Text passage
>>>
# Rating looks on a scale



## snapdragons (Feb 1, 2011)

I'm sure everyone's heard of the 1-10 scale, where 1 is just beastly and 10 doesn't really exist and is considered the hottest of hot. Then 5 is considered average-looking.

I was looking at my husband and of course, admiring his appearance (of course) and I'd give him an 8. He has nice bone structure, has a "rugged" look to him, and I've seen other women hit on him, in front of me. LOL. It also helps that he has facial features that I am attracted to.

Now, that was a personal example. How does someone make that judgement when they just see how another person looks? If you're walking out on the street and you are a guy who walks by a woman, and think "wow, she's an 8" (or whatever you think), how do you make that determination? Is it based on your preferences or certain beauty characteristics? I don't think subjectivity weighs a lot here because to stay that someone's 8 could be another person's 5 is a bit of a stretch. After all, there are markers of beauty for both sexes.

Same for women-- how do you determine what someone's rating is?


----------



## Sonny (Oct 14, 2008)

It is subjective. Whats more, what is considered beauty in western society is driven by advertisers, Hollywood and media.

So I don't use a rating system for others, either I'm attracted to them or I'm not. Plus I have an issue with judging others, it doesn't sit right with me, not to be confused with having an issue objectifying people, I'm surprisingly okay with that one.


----------



## Eerie (Feb 9, 2011)

I don't rate people on a scale at all.


----------



## koalaroo (Nov 25, 2011)

I'm not a big fan of ratings scales either. I'm not saying this is why you do it, but I primarily see it used by my teenage cousins with low self-esteem to boost their self esteem via Facebook status messages, etc.

You know the, "Click like if you want me to rate you!" game that high schoolers do.
Or the "Comment and rate me!" game.


----------



## SenhorFrio (Apr 29, 2010)

I do it in a completly non-objective, subject to change without reason way. i have what i like and I have my moods, i don't do it to everyone it's just another way to say something nice and really the majority of people are in the 4-6 range anyways


----------



## donkeybals (Jan 13, 2011)

I rate based on their boobies. XD


----------



## Dark Romantic (Dec 27, 2011)

I haven't done that in a while... 7 and up is normal, 8 and up is attractive, 9 and up is gorgeous, and there are no tens.


----------



## koalaroo (Nov 25, 2011)

donkeybals said:


> I rate based on their boobies. XD


Isn't that what most straight men do?
<<<
Request 1
Give every distinct username that heads a post in the forum thread on rating looks, each name once, in order of first appearance.

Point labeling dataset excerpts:
>>>
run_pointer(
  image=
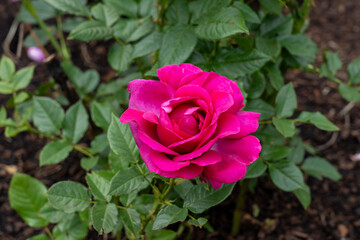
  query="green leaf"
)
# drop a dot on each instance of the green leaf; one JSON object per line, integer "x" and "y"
{"x": 84, "y": 82}
{"x": 71, "y": 23}
{"x": 234, "y": 64}
{"x": 198, "y": 222}
{"x": 133, "y": 29}
{"x": 90, "y": 31}
{"x": 318, "y": 167}
{"x": 120, "y": 57}
{"x": 273, "y": 26}
{"x": 354, "y": 71}
{"x": 318, "y": 119}
{"x": 269, "y": 46}
{"x": 332, "y": 61}
{"x": 284, "y": 126}
{"x": 27, "y": 196}
{"x": 88, "y": 163}
{"x": 147, "y": 7}
{"x": 131, "y": 220}
{"x": 300, "y": 45}
{"x": 43, "y": 10}
{"x": 286, "y": 176}
{"x": 178, "y": 44}
{"x": 71, "y": 227}
{"x": 127, "y": 181}
{"x": 304, "y": 196}
{"x": 272, "y": 6}
{"x": 223, "y": 23}
{"x": 285, "y": 101}
{"x": 101, "y": 115}
{"x": 6, "y": 87}
{"x": 69, "y": 196}
{"x": 23, "y": 77}
{"x": 161, "y": 234}
{"x": 48, "y": 115}
{"x": 99, "y": 143}
{"x": 76, "y": 122}
{"x": 51, "y": 214}
{"x": 350, "y": 93}
{"x": 169, "y": 215}
{"x": 249, "y": 14}
{"x": 255, "y": 85}
{"x": 116, "y": 162}
{"x": 105, "y": 14}
{"x": 104, "y": 217}
{"x": 200, "y": 8}
{"x": 7, "y": 69}
{"x": 275, "y": 76}
{"x": 21, "y": 97}
{"x": 298, "y": 151}
{"x": 148, "y": 45}
{"x": 177, "y": 12}
{"x": 55, "y": 152}
{"x": 39, "y": 237}
{"x": 122, "y": 141}
{"x": 275, "y": 152}
{"x": 256, "y": 169}
{"x": 127, "y": 199}
{"x": 128, "y": 8}
{"x": 99, "y": 184}
{"x": 259, "y": 105}
{"x": 70, "y": 6}
{"x": 199, "y": 199}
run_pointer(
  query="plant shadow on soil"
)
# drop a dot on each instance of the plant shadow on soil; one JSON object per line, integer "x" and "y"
{"x": 335, "y": 209}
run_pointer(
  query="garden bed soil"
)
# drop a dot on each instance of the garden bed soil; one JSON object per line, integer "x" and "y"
{"x": 335, "y": 209}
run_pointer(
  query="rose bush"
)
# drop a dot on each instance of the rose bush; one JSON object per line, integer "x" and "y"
{"x": 190, "y": 124}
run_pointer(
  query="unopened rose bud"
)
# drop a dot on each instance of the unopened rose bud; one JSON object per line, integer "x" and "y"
{"x": 36, "y": 54}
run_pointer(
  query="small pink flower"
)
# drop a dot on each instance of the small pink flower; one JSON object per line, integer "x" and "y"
{"x": 36, "y": 54}
{"x": 190, "y": 124}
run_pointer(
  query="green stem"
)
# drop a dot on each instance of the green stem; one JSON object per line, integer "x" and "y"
{"x": 158, "y": 203}
{"x": 49, "y": 233}
{"x": 65, "y": 52}
{"x": 161, "y": 15}
{"x": 239, "y": 209}
{"x": 37, "y": 132}
{"x": 83, "y": 150}
{"x": 168, "y": 189}
{"x": 29, "y": 6}
{"x": 119, "y": 41}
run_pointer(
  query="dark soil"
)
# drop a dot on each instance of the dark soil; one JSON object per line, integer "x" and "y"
{"x": 335, "y": 209}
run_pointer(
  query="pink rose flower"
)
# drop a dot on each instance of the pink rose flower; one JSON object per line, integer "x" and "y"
{"x": 36, "y": 54}
{"x": 190, "y": 124}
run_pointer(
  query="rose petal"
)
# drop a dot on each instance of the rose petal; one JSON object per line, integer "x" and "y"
{"x": 249, "y": 123}
{"x": 222, "y": 101}
{"x": 208, "y": 158}
{"x": 227, "y": 125}
{"x": 226, "y": 171}
{"x": 166, "y": 164}
{"x": 196, "y": 79}
{"x": 194, "y": 91}
{"x": 169, "y": 105}
{"x": 214, "y": 184}
{"x": 188, "y": 172}
{"x": 244, "y": 150}
{"x": 142, "y": 95}
{"x": 221, "y": 83}
{"x": 237, "y": 154}
{"x": 172, "y": 74}
{"x": 146, "y": 131}
{"x": 237, "y": 96}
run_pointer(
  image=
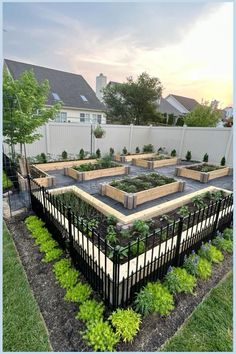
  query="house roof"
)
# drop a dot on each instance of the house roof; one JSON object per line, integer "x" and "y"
{"x": 188, "y": 103}
{"x": 71, "y": 89}
{"x": 165, "y": 107}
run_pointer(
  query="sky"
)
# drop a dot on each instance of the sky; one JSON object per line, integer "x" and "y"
{"x": 188, "y": 46}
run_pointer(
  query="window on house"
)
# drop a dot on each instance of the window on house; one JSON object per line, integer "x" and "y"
{"x": 84, "y": 98}
{"x": 55, "y": 96}
{"x": 82, "y": 117}
{"x": 61, "y": 117}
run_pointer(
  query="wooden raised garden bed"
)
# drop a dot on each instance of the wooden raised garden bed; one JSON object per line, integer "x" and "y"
{"x": 129, "y": 158}
{"x": 41, "y": 177}
{"x": 131, "y": 200}
{"x": 88, "y": 175}
{"x": 155, "y": 161}
{"x": 202, "y": 172}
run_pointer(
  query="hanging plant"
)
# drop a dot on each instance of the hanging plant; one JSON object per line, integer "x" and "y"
{"x": 99, "y": 132}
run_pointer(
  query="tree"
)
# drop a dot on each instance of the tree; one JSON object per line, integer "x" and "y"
{"x": 133, "y": 101}
{"x": 24, "y": 108}
{"x": 202, "y": 116}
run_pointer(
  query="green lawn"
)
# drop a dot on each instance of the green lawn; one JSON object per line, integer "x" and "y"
{"x": 23, "y": 327}
{"x": 210, "y": 327}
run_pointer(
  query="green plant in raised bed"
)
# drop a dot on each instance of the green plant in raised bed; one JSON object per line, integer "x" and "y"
{"x": 100, "y": 336}
{"x": 90, "y": 311}
{"x": 81, "y": 154}
{"x": 111, "y": 235}
{"x": 98, "y": 153}
{"x": 111, "y": 151}
{"x": 111, "y": 220}
{"x": 61, "y": 267}
{"x": 223, "y": 161}
{"x": 68, "y": 279}
{"x": 211, "y": 253}
{"x": 205, "y": 158}
{"x": 78, "y": 293}
{"x": 188, "y": 155}
{"x": 148, "y": 148}
{"x": 137, "y": 247}
{"x": 183, "y": 211}
{"x": 141, "y": 227}
{"x": 198, "y": 202}
{"x": 126, "y": 323}
{"x": 64, "y": 155}
{"x": 154, "y": 297}
{"x": 125, "y": 151}
{"x": 177, "y": 280}
{"x": 52, "y": 255}
{"x": 228, "y": 233}
{"x": 198, "y": 266}
{"x": 222, "y": 244}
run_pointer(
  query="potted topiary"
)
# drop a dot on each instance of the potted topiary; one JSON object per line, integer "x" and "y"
{"x": 99, "y": 132}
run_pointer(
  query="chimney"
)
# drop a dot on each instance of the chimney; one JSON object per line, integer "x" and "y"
{"x": 101, "y": 82}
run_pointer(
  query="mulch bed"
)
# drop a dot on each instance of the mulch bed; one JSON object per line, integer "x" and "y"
{"x": 59, "y": 315}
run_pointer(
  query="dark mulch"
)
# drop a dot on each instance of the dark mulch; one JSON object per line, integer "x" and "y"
{"x": 155, "y": 330}
{"x": 59, "y": 315}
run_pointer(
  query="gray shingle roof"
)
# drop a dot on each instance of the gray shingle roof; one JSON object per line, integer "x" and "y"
{"x": 166, "y": 107}
{"x": 188, "y": 103}
{"x": 66, "y": 85}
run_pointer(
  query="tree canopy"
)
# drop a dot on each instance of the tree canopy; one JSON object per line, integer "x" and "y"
{"x": 202, "y": 116}
{"x": 134, "y": 101}
{"x": 24, "y": 107}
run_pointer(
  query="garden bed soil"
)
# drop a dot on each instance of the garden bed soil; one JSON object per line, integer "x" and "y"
{"x": 59, "y": 315}
{"x": 156, "y": 329}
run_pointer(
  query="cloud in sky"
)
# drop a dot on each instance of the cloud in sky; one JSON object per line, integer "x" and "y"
{"x": 187, "y": 45}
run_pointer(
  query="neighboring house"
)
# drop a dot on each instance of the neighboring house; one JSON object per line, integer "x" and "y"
{"x": 80, "y": 104}
{"x": 183, "y": 104}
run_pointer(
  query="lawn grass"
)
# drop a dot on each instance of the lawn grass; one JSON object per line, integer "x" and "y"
{"x": 210, "y": 327}
{"x": 23, "y": 326}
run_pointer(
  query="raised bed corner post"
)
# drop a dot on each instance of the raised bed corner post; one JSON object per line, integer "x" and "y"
{"x": 217, "y": 217}
{"x": 179, "y": 234}
{"x": 116, "y": 268}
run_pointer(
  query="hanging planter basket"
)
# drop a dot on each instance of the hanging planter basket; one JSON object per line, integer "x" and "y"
{"x": 99, "y": 132}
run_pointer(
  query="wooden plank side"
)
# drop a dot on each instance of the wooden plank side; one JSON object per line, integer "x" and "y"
{"x": 157, "y": 192}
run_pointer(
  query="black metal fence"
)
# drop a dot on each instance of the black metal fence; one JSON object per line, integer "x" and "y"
{"x": 119, "y": 274}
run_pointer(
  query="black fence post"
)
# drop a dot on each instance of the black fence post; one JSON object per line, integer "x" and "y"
{"x": 116, "y": 266}
{"x": 217, "y": 217}
{"x": 69, "y": 218}
{"x": 178, "y": 242}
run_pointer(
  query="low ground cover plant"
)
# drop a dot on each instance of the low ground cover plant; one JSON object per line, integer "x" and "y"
{"x": 178, "y": 280}
{"x": 141, "y": 182}
{"x": 198, "y": 266}
{"x": 211, "y": 253}
{"x": 100, "y": 336}
{"x": 126, "y": 323}
{"x": 154, "y": 297}
{"x": 90, "y": 311}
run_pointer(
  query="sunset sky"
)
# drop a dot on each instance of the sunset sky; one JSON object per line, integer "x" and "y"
{"x": 188, "y": 46}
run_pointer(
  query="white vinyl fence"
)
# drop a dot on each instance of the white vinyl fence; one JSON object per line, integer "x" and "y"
{"x": 71, "y": 137}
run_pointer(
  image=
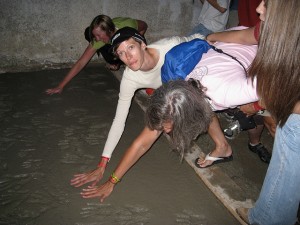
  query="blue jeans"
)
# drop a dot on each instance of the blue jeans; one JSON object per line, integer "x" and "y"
{"x": 279, "y": 198}
{"x": 201, "y": 29}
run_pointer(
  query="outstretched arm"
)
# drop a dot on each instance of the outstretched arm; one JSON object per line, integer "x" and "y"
{"x": 138, "y": 148}
{"x": 245, "y": 37}
{"x": 84, "y": 59}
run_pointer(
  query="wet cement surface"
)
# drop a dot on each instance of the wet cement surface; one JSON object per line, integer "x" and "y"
{"x": 45, "y": 140}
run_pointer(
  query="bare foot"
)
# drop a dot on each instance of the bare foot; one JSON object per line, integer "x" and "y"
{"x": 220, "y": 151}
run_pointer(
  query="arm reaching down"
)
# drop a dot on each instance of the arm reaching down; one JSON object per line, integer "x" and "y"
{"x": 137, "y": 149}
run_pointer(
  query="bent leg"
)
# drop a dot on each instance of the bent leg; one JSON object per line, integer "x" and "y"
{"x": 279, "y": 198}
{"x": 222, "y": 148}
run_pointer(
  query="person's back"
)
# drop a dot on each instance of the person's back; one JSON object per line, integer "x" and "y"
{"x": 213, "y": 17}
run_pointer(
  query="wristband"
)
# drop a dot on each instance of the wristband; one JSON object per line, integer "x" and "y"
{"x": 113, "y": 179}
{"x": 101, "y": 163}
{"x": 257, "y": 107}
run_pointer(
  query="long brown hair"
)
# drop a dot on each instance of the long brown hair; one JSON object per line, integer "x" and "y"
{"x": 276, "y": 64}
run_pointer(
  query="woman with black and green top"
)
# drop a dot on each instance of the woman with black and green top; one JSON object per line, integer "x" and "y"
{"x": 100, "y": 31}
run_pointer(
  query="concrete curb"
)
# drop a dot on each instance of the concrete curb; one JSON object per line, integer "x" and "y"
{"x": 213, "y": 177}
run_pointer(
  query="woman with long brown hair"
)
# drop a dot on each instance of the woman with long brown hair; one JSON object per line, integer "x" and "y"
{"x": 277, "y": 69}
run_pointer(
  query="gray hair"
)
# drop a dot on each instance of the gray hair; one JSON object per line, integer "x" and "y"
{"x": 183, "y": 104}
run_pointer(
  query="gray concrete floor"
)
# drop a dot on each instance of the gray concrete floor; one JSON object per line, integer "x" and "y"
{"x": 45, "y": 140}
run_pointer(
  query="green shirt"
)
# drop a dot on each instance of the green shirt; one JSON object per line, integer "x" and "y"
{"x": 119, "y": 22}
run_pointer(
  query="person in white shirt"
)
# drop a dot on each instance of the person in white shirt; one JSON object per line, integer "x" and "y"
{"x": 143, "y": 70}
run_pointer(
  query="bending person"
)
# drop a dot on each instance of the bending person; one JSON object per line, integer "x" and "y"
{"x": 98, "y": 34}
{"x": 178, "y": 108}
{"x": 143, "y": 70}
{"x": 210, "y": 75}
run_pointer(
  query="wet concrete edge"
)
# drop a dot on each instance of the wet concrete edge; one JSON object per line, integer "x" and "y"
{"x": 210, "y": 176}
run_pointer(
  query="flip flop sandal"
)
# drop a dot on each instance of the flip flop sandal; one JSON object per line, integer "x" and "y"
{"x": 215, "y": 160}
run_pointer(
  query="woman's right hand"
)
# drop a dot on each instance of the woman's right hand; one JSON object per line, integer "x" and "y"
{"x": 83, "y": 178}
{"x": 52, "y": 91}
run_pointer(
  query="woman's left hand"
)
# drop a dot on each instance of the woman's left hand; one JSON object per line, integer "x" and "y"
{"x": 102, "y": 191}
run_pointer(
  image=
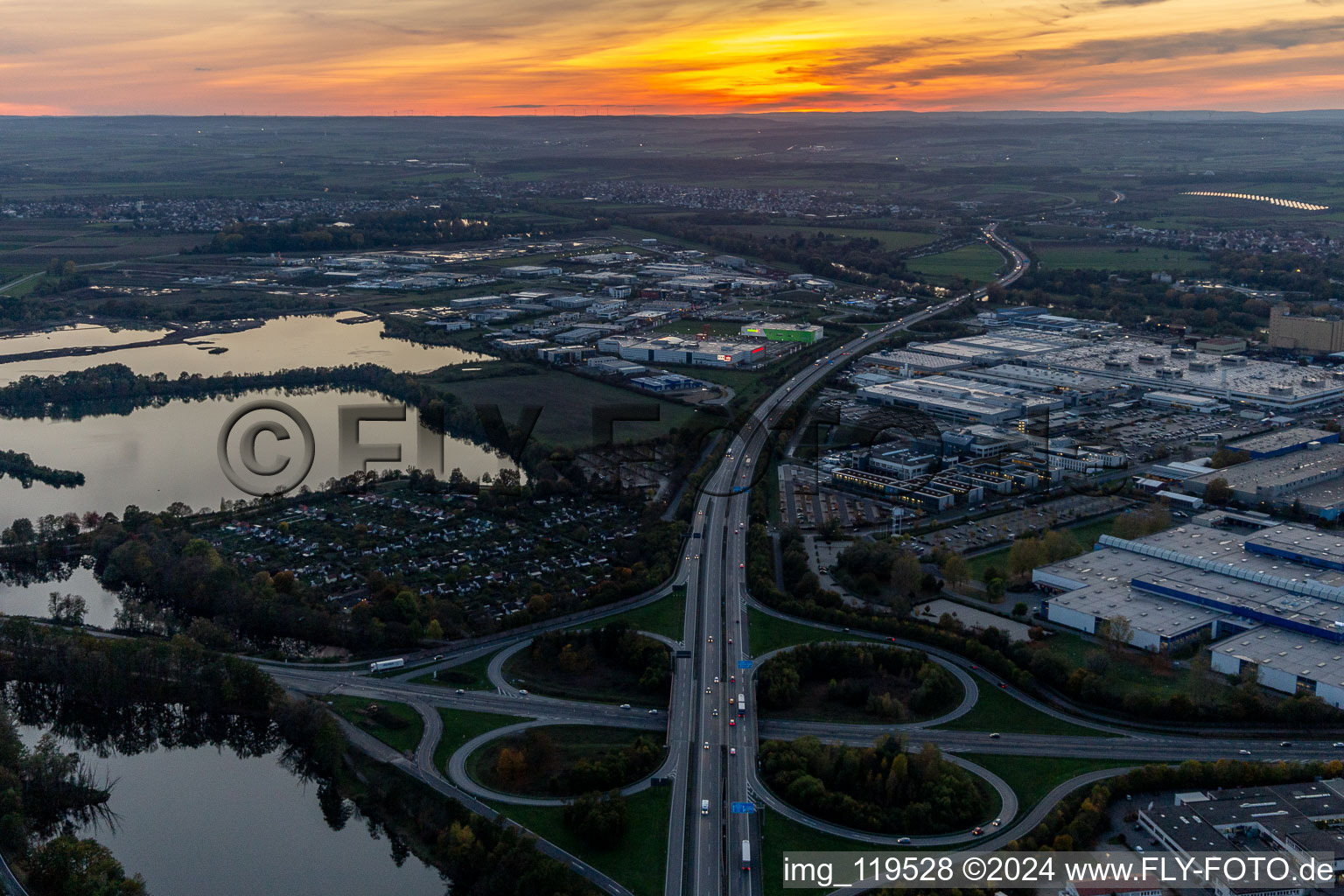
<<<
Request 2
Select each line in the rows above that contains the string "jeans". Case counts.

Response 1
snapdragons, Sonny, Eerie, koalaroo, SenhorFrio, donkeybals, Dark Romantic

Response 2
  query="blue jeans"
# drop a dot on each instance of the blue jeans; one JSON object per line, integer "x" and "y"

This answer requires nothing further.